**Work instruction**
Please return the Hungry Howie's passage, starting with "Within the next" and going on through "brands have achieved.", copied word for word.

Text for analysis Block Start

By the early ‘80s, Hungry Howie’s had become a regional hit, and at Jackson’s suggestion, the two business partners met with a lawyer to discuss the possibility of franchising. This was in 1982, and by 1983, they had awarded their first franchise.
Within the next three years, 65 pizza franchises were opened within the Hungry Howie’s system. The company ended the 1980s with over 160 units, and opened its 300th location in 1995, and 400th in 1999. In 2004, Hungry Howie’s was awarded “Chain of the Year” by Pizza Today magazine. Today, the brand boasts more than 550 units throughout the country. And most recently, Hungry Howie’s celebrated its 28th consecutive quarter of same-stores sales growth—a feat that few brands have achieved.

Text for analysis Block End
Extracted data Block Start

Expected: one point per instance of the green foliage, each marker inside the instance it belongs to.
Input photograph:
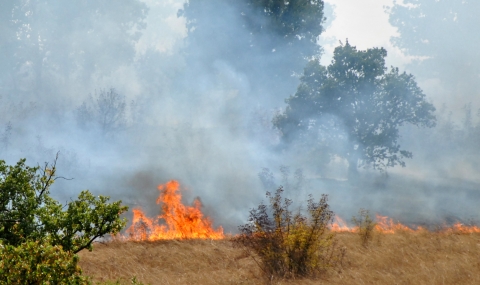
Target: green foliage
(365, 226)
(354, 108)
(289, 244)
(38, 262)
(27, 212)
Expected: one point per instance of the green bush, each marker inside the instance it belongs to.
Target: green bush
(365, 226)
(289, 244)
(27, 212)
(35, 262)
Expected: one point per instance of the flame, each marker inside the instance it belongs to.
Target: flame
(180, 221)
(462, 229)
(339, 225)
(387, 225)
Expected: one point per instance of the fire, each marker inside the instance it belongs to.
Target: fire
(387, 225)
(339, 225)
(179, 221)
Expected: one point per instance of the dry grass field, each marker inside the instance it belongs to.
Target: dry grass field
(400, 258)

Extracted data Block End

**Solution to this exercise**
Within the next three years, 65 pizza franchises were opened within the Hungry Howie’s system. The company ended the 1980s with over 160 units, and opened its 300th location in 1995, and 400th in 1999. In 2004, Hungry Howie’s was awarded “Chain of the Year” by Pizza Today magazine. Today, the brand boasts more than 550 units throughout the country. And most recently, Hungry Howie’s celebrated its 28th consecutive quarter of same-stores sales growth—a feat that few brands have achieved.